Problem to work on = Rewrite every line of the data from the line with "on island present." to the line with "[183,222,190,232]", both included, shifting each bounding-box coordinate by adding -74. Leave the pictures out.

########

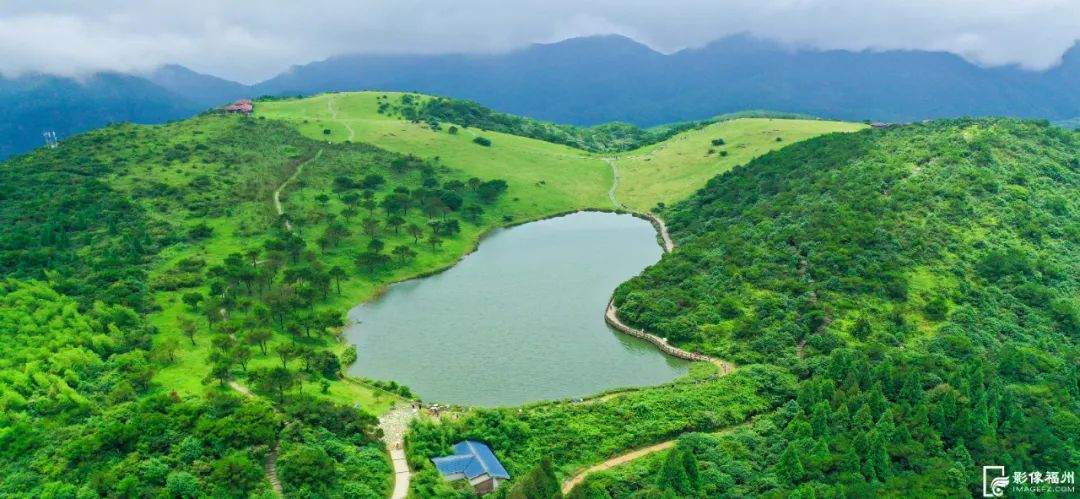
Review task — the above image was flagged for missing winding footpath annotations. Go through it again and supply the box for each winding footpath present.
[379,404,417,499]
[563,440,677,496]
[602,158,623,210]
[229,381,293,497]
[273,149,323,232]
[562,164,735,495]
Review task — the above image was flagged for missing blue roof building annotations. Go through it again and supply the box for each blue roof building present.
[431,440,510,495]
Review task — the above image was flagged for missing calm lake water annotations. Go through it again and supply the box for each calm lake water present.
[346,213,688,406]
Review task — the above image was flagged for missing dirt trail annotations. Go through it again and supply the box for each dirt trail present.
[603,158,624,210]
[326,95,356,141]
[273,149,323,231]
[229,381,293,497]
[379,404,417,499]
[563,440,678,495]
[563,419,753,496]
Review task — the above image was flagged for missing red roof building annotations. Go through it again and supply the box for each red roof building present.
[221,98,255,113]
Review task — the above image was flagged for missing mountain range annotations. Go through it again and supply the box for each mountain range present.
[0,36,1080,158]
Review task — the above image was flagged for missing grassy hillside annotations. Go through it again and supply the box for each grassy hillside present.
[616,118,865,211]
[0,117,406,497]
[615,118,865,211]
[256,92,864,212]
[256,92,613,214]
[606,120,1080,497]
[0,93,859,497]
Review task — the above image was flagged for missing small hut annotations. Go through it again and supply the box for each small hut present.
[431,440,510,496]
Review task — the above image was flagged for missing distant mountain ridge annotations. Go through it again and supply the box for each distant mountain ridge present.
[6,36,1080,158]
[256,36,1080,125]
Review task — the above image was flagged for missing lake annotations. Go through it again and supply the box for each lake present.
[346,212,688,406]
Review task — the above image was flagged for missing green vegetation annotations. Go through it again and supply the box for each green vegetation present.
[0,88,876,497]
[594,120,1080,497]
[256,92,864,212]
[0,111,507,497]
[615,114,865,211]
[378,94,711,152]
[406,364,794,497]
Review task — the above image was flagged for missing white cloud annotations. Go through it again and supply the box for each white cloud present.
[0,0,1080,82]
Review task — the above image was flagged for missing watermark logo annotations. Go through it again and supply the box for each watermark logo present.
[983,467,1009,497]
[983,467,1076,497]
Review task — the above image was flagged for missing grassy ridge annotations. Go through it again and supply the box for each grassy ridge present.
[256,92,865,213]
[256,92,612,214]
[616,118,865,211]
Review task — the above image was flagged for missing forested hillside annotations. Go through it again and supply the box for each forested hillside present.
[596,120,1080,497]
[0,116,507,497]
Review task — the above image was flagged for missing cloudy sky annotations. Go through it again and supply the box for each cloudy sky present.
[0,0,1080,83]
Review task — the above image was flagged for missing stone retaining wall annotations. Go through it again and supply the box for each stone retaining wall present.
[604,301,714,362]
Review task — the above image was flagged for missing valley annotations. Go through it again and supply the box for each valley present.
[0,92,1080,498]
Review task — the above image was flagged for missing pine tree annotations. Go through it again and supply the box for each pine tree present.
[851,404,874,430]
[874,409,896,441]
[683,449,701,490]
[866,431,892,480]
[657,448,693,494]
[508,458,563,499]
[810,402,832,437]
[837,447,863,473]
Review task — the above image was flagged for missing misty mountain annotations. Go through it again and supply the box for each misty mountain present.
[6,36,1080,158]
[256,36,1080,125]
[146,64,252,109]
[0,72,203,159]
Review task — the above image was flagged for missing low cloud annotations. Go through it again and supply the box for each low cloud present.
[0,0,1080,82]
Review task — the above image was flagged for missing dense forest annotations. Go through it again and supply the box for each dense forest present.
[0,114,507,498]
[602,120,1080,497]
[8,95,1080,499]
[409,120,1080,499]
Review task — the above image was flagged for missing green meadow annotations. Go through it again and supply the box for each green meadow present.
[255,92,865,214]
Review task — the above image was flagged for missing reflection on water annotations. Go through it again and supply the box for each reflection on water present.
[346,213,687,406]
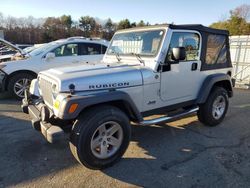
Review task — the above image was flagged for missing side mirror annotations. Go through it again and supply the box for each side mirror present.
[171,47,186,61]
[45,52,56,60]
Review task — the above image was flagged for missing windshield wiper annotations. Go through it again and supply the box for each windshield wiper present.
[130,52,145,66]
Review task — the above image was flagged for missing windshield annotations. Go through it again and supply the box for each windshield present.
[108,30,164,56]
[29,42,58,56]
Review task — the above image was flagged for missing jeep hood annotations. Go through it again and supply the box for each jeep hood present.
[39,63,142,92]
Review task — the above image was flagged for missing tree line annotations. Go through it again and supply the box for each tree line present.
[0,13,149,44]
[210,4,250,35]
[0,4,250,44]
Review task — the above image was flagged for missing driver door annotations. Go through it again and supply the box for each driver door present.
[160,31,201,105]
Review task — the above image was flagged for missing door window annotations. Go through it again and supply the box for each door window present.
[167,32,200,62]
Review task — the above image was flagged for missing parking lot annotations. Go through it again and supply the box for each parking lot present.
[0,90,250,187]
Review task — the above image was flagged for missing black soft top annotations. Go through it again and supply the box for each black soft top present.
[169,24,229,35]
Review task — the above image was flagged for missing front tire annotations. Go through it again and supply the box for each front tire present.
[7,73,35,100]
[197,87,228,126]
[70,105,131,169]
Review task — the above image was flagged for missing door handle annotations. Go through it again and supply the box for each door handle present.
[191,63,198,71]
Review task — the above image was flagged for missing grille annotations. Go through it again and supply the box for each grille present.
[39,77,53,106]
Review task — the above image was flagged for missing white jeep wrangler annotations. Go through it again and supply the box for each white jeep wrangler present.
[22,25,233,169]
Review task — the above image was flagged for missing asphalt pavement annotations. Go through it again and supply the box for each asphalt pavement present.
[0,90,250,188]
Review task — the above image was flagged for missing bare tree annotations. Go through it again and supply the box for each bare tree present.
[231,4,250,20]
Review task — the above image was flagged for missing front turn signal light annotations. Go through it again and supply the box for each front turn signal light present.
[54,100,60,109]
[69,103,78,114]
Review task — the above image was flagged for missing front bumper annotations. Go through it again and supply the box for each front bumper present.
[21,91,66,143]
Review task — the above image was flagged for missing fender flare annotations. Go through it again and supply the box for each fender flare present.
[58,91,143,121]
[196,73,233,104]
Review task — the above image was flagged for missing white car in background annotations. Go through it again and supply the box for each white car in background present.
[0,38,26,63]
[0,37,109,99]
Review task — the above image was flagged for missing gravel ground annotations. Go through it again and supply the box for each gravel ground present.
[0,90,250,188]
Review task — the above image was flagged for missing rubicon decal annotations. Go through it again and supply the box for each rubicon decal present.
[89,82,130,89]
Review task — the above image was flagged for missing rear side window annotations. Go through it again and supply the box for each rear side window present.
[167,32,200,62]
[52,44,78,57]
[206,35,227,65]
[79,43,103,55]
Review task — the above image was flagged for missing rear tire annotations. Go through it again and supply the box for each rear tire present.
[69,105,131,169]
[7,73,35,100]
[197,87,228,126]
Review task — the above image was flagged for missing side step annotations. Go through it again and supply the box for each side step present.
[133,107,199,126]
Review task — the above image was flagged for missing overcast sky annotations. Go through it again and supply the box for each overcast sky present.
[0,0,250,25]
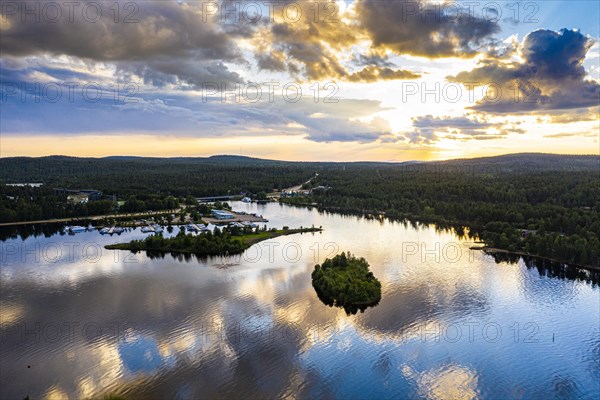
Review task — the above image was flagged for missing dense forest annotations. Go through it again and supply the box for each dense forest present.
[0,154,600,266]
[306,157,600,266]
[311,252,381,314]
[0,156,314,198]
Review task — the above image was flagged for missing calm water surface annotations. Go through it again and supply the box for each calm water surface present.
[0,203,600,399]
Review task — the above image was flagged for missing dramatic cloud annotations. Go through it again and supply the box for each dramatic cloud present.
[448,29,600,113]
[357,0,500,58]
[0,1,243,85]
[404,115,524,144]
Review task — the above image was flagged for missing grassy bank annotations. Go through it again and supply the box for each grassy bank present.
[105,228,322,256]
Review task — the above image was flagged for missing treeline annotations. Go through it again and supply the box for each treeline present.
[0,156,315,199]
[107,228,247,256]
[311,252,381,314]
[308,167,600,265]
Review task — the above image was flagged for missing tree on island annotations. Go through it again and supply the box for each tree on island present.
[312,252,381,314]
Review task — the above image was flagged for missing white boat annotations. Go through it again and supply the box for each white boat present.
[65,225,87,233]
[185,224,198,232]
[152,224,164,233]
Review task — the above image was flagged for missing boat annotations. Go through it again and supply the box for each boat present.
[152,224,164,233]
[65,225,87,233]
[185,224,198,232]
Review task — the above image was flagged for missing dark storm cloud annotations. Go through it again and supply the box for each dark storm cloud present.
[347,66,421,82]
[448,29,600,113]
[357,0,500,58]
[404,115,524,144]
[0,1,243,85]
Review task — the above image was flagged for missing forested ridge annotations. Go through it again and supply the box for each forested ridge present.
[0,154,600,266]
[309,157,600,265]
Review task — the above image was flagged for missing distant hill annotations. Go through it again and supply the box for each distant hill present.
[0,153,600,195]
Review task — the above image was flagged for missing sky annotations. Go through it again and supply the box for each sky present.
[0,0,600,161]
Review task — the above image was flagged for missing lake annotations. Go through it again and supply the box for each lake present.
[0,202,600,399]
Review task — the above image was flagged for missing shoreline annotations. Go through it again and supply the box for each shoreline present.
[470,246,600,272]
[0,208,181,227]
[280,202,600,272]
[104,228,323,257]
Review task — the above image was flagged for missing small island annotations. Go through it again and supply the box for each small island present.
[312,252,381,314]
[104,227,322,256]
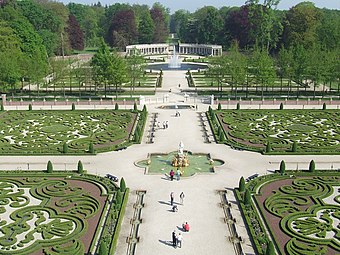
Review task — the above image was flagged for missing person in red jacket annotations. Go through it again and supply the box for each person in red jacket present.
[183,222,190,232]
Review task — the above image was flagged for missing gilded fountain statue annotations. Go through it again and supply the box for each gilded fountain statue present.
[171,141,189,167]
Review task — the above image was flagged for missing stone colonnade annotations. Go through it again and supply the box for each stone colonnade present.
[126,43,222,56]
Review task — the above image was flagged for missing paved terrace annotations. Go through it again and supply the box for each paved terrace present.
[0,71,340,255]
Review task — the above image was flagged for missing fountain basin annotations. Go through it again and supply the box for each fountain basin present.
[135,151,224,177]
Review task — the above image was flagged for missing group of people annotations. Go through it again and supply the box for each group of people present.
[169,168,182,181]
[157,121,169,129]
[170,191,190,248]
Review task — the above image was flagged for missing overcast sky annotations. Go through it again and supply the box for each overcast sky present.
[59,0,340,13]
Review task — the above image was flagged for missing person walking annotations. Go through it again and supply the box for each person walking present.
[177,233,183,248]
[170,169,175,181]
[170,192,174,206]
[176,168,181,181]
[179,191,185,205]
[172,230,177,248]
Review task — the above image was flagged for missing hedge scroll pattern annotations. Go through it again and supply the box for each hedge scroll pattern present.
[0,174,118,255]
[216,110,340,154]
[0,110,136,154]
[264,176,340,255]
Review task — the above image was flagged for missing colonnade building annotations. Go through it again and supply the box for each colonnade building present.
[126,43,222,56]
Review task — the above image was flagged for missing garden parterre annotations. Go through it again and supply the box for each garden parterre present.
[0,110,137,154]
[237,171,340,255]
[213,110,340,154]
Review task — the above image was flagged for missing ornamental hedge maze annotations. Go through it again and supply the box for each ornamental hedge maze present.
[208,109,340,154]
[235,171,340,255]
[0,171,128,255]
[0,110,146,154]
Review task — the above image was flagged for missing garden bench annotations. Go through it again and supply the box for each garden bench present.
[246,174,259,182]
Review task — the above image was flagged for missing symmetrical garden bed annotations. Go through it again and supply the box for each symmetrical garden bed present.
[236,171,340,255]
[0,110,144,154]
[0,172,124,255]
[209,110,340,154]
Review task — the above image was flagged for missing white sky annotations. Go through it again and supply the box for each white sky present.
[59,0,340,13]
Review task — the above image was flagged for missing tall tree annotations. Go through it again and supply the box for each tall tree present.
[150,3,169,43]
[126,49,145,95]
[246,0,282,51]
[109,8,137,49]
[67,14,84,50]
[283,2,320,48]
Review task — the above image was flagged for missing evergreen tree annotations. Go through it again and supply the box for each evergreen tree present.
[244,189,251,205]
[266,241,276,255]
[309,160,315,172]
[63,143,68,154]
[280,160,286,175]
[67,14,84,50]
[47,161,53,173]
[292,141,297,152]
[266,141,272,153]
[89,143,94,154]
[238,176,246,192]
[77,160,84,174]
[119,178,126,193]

########

Final result =
Review task — the above image was flagged for missing tree on island annotations. Go through it again and supply the box for each tree on island present.
[238,178,307,240]
Review task — the above image was flagged for missing white boat annotations. Go through it again and supply the box for each white boat present.
[-9,151,13,159]
[111,150,124,158]
[78,150,90,159]
Review task — the above image was flagged for missing boat annotations. Go through it again and supply the box for each boat present.
[78,150,90,159]
[-9,151,13,159]
[111,150,124,158]
Review task — the above image was flagged for missing dark storm cloud annotations. Go through it again and supply the box for each dark storm cloud present.
[273,-8,347,8]
[374,-45,526,39]
[283,-74,426,-16]
[330,41,450,70]
[-74,-73,169,11]
Review task — the above image was flagged for missing forested ridge annotations. Go through it again and supply the box for each forested ridge present.
[-74,80,526,192]
[235,83,526,191]
Review task — the above image was flagged for missing distant hill annotations. Go through it again and supply the box for each distant hill present.
[-74,79,526,121]
Review task — the above image was flagged for missing sky annotations. Go through it again and supply the box for each sky present.
[-74,-74,526,87]
Review task — the above image was flagged for missing lake annotations. Go through it again and supply the box for each lake present.
[-74,128,526,325]
Review task — the above image was flagged for missing shoreline annotations. Go through it again and supply the box for each shoreline present.
[396,172,526,198]
[-74,134,107,153]
[206,128,526,198]
[30,154,249,183]
Review task — the above image was flagged for missing small island annotations. Go through it again and supply the box for each small island present.
[238,178,307,240]
[30,153,248,182]
Review task — the above image was flagged for missing person in red jacket annotations. Go through it again and supply the box for each person in red jacket present.
[109,148,116,158]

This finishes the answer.